# STATED TASK:
Give the items again starting with the line containing "like [[147, 125]]." and going on through the line containing "[[466, 367], [302, 306]]", switching "yellow shirt" to "orange shirt" and leaving everything else unchanged.

# STORED ROWS:
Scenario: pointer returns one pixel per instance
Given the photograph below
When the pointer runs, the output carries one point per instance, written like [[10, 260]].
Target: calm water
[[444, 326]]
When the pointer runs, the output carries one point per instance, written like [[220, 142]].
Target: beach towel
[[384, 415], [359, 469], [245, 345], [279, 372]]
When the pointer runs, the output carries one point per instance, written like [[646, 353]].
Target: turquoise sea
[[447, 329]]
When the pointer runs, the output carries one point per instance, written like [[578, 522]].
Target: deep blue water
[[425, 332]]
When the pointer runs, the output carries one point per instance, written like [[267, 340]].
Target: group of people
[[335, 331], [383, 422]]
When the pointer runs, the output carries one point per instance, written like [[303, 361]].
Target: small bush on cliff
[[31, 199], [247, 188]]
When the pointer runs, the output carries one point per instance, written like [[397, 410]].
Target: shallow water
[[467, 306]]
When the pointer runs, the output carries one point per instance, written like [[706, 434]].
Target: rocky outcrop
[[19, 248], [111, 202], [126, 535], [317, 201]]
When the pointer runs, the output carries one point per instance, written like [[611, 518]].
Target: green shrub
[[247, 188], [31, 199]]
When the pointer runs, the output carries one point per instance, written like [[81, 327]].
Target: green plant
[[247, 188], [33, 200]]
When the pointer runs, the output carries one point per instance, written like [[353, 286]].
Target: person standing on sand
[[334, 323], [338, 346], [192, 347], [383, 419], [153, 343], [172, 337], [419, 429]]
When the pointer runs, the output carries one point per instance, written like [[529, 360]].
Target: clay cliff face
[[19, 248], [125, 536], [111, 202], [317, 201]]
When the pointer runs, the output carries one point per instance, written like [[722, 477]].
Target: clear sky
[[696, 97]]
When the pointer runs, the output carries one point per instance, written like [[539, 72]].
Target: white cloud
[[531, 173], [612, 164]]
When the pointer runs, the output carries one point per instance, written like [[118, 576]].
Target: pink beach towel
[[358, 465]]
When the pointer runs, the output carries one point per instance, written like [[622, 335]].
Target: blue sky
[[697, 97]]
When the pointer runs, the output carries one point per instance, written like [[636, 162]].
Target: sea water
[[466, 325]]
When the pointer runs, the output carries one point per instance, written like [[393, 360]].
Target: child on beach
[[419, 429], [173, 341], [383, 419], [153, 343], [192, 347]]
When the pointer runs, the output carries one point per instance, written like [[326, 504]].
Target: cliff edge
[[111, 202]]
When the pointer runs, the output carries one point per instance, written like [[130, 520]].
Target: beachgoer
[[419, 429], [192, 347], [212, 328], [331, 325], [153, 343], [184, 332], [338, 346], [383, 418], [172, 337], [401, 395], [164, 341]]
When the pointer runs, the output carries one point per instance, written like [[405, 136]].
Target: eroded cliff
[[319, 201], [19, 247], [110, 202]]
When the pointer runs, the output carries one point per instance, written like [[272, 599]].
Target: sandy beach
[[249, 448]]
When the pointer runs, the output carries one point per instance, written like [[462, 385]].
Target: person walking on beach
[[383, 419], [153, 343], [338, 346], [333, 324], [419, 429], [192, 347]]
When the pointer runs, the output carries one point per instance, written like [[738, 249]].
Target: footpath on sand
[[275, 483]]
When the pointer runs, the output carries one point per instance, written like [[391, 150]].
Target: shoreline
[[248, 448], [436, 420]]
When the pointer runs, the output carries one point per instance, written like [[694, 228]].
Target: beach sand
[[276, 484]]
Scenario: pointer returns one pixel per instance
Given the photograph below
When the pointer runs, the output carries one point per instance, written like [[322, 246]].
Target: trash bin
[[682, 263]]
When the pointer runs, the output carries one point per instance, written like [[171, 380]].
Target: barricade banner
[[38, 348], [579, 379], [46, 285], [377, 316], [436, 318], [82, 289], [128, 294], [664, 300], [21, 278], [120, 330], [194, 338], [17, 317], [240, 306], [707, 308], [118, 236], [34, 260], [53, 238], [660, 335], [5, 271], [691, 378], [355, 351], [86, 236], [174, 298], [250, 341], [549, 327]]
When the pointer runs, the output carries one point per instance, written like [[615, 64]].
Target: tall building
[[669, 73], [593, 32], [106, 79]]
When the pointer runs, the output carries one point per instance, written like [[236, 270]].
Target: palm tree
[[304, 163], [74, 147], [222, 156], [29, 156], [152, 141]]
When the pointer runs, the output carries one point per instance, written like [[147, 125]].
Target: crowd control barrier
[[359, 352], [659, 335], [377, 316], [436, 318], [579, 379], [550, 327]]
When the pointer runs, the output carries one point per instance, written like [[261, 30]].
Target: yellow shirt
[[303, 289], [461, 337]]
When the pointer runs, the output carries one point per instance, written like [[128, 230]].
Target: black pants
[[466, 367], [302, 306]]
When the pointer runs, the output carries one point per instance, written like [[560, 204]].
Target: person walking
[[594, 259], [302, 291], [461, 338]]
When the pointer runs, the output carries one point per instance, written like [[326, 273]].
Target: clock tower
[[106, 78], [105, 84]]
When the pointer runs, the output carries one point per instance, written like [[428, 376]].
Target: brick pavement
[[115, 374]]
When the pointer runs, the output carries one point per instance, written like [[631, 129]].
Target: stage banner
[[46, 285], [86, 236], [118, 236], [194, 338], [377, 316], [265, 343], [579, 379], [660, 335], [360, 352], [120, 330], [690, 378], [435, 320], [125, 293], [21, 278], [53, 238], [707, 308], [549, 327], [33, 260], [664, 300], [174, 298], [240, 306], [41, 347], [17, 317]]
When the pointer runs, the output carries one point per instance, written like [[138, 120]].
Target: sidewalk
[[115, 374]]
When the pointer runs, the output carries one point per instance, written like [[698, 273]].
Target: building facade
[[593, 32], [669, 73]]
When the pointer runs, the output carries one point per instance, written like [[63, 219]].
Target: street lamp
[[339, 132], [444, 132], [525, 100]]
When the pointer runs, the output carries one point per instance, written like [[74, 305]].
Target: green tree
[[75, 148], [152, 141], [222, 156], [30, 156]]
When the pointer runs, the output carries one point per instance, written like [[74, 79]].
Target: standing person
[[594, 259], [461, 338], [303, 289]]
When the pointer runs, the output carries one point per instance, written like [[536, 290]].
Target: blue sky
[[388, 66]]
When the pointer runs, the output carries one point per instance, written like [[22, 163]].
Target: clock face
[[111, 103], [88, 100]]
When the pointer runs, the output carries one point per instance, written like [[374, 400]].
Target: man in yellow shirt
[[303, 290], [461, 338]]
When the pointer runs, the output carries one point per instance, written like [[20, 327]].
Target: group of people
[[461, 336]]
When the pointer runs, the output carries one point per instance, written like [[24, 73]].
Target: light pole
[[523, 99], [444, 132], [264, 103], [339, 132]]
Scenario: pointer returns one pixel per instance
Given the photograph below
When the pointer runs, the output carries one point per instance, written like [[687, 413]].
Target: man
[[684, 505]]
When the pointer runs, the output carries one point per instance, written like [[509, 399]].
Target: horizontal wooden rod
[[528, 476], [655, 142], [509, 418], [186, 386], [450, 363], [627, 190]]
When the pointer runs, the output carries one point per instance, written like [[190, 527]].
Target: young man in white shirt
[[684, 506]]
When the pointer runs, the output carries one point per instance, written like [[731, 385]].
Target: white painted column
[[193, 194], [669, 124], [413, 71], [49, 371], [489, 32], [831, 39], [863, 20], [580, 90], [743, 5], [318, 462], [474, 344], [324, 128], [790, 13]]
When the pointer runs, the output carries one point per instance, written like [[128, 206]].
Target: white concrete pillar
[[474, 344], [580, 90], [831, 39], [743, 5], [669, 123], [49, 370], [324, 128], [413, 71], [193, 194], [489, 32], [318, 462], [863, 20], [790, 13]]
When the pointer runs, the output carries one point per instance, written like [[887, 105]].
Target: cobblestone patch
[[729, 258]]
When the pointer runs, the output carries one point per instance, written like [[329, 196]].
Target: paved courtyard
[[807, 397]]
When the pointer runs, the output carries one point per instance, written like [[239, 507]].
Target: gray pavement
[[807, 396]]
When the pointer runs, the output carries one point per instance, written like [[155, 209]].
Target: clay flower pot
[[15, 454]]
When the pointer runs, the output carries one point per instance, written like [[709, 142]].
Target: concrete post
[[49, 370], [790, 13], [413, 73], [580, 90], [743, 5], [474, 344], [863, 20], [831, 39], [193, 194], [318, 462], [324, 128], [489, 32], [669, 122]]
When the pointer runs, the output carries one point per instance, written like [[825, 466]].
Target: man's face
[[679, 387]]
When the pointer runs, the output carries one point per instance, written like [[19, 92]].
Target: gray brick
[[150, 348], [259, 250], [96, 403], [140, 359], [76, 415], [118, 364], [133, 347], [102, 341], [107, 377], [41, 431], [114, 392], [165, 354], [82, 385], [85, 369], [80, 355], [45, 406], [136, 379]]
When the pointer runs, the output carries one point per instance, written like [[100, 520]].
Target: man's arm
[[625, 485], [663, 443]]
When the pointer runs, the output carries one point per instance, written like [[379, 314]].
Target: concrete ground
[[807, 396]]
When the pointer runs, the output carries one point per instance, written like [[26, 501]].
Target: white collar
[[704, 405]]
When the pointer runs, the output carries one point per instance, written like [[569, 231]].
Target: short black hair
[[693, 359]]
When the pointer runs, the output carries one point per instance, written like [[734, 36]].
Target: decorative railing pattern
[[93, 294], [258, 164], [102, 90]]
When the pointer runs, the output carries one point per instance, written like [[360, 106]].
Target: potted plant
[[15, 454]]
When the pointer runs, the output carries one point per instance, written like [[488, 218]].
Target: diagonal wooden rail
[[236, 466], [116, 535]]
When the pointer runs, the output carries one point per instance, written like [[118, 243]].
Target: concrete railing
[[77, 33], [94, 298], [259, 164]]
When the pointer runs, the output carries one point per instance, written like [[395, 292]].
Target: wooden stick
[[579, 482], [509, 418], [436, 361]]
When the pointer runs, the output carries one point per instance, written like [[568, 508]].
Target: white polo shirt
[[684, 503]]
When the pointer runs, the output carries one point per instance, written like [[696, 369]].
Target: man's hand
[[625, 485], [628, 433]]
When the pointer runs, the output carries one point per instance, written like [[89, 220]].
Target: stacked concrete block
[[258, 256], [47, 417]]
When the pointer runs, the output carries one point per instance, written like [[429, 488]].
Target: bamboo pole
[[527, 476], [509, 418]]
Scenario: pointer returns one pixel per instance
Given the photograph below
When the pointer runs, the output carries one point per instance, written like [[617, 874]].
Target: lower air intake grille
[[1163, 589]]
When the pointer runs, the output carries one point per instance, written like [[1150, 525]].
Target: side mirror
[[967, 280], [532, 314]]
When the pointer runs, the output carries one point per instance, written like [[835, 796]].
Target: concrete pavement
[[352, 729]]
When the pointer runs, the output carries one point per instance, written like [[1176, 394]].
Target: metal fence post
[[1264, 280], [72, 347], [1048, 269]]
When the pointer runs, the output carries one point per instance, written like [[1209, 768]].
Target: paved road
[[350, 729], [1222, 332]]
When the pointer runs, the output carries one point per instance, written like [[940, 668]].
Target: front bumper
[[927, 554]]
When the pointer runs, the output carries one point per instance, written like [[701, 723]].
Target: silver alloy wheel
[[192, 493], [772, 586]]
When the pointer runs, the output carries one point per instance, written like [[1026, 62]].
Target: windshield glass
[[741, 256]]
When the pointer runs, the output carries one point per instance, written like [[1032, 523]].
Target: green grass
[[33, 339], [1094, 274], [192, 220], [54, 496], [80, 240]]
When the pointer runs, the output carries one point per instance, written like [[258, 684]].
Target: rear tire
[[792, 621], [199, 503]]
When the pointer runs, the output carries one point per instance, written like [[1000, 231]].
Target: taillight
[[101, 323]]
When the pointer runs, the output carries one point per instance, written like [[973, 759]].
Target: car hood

# RESULT BELOW:
When the pointer runs, the output carries one point per instance, written like [[147, 125]].
Target: crowd control barrier
[[359, 352], [659, 335], [377, 316], [436, 318], [579, 379], [550, 327]]
When the pointer runs, the output carries one point per instance, written like [[261, 30]].
Target: orange shirt
[[303, 289], [461, 337]]
When the pointer runs, the output carries one point per instance, written like [[128, 230]].
Target: black pants
[[466, 367], [302, 306]]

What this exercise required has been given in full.